Word for word, transcribe the records that follow.

Exercise materials Start Marker

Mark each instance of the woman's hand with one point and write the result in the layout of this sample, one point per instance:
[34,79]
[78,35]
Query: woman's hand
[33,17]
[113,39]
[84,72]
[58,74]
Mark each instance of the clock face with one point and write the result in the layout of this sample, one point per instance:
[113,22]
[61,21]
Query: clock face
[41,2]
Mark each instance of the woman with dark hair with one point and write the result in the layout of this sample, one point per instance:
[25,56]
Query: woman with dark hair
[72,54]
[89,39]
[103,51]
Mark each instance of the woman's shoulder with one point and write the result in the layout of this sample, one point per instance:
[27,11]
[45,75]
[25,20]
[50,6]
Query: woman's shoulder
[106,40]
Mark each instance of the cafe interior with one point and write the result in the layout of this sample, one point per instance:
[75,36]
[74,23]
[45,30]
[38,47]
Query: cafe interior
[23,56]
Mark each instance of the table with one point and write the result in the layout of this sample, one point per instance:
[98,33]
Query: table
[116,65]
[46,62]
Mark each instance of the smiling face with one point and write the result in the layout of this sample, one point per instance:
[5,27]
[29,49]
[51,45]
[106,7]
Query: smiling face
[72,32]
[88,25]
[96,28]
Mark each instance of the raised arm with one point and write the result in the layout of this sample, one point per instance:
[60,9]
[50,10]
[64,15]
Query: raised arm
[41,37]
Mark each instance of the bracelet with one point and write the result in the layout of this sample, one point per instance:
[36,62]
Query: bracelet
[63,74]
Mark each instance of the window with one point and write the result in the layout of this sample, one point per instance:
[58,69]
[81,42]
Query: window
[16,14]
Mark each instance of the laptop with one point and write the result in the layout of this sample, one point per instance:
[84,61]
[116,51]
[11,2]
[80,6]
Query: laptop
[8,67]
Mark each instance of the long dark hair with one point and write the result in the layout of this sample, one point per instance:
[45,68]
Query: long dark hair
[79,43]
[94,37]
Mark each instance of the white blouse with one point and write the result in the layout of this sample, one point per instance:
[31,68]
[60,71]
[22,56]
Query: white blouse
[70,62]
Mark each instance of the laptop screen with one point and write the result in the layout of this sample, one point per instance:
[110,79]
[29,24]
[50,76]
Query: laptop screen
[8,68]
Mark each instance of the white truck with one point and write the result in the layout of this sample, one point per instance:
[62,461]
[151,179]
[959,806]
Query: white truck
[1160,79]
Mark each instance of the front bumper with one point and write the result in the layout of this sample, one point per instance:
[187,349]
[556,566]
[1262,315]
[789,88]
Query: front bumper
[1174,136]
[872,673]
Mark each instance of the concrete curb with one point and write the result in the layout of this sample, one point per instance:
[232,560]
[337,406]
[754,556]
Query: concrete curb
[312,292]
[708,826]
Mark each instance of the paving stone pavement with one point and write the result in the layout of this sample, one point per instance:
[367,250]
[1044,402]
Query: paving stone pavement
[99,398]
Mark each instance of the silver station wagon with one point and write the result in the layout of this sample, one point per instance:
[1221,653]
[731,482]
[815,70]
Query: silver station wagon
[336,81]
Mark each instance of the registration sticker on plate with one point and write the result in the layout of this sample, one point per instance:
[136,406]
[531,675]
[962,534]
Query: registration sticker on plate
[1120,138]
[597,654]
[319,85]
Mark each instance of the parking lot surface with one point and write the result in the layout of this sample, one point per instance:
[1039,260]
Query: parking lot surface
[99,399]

Exercise materials End Marker

- _Answer section_
Mark each instance of the woman's hand with one point and write the result in the layout of this sample, one point per instance:
[34,79]
[78,35]
Query: woman's hand
[33,17]
[113,39]
[84,72]
[58,74]
Mark each instance of the clock face with one point and write the result in the layout of this sample, one point per instance:
[113,22]
[61,21]
Query: clock face
[41,2]
Mark each instance of the woman with dark hair with one point and write the result in the layout of this sample, one point per instance:
[25,56]
Query: woman with dark hair
[72,54]
[89,39]
[103,51]
Mark each instance of the woman's shoulder with one point and write the result in the layout of this sample, one point per instance:
[27,11]
[45,75]
[25,20]
[50,6]
Query: woman's shoulder
[106,40]
Mark each instance of the cafe interior with one point and write the result in the layout of this sample, one point per instance:
[75,36]
[74,23]
[45,30]
[38,47]
Query: cafe interior
[23,56]
Mark each instance of the table with one point and write the result in the layout of this sample, one point per instance:
[98,33]
Query: table
[116,65]
[46,62]
Mark each instance of the smiling face with one point and write the result in the layout of this sample, one point per instance:
[5,27]
[29,49]
[51,45]
[106,7]
Query: smiling face
[72,32]
[88,25]
[96,28]
Mark each instance of the raised arm with one point and write the result in the layout of this sample, one point per instance:
[60,9]
[50,10]
[64,15]
Query: raised arm
[41,37]
Mark each instance of the bracelet with one point and write the result in the layout of this sample, one point per instance:
[36,62]
Query: bracelet
[63,74]
Mark each instance of the window with one point and write the result in the layout of this sample, one point per instance:
[58,69]
[81,42]
Query: window
[16,14]
Mark each instance of the laptop with one point and write the result in the layout of this sample, one point per instance:
[84,61]
[116,51]
[11,2]
[80,6]
Query: laptop
[8,67]
Mark each instance of the long dark hair with one point and write the result in the layout of this sample, one point per instance:
[45,68]
Query: long dark hair
[79,43]
[94,37]
Mark each instance of the white blouse with one point and write the result in the layout of this sample, one point per instance:
[31,68]
[60,71]
[22,56]
Query: white blouse
[70,62]
Mark each instance of the laptop screen with one point and write the result in the layout of this sample, one point per instance:
[110,79]
[29,24]
[50,76]
Query: laptop screen
[8,68]
Mark each instance of the white truck with one point and write the result in the layout of this sample, one point per instance:
[62,461]
[151,179]
[959,806]
Query: white truck
[1160,79]
Mark each instance of the front bumper with one point and write the result in the layout of this sample, one point per instance:
[187,349]
[556,566]
[1262,315]
[789,88]
Query: front bumper
[1174,136]
[872,673]
Mark each instance of the concrete curb with one point and write the result in the layout of this sample, one point per instance:
[232,560]
[337,406]
[754,556]
Query: concrete curb
[312,292]
[708,826]
Mark each instance of the paving stone pavement with one point and write the result in the layout of this sample, one point per instance:
[367,250]
[1044,402]
Query: paving stone pavement
[99,398]
Mark each instance of the silver station wagon with one point and write the result in the layout of this sample, one point per instance:
[1221,653]
[731,482]
[815,70]
Query: silver station wagon
[336,81]
Mark each instance of the registration sticker on plate with one point and write the result in the layout of this sample, one point per instance:
[136,406]
[531,675]
[962,534]
Query: registration sticker on plate
[1120,138]
[597,654]
[319,85]
Mark each instance of the parking lot surface with one point and write the result in the layout of this sample, one point per instance:
[1039,260]
Query: parking lot surface
[99,399]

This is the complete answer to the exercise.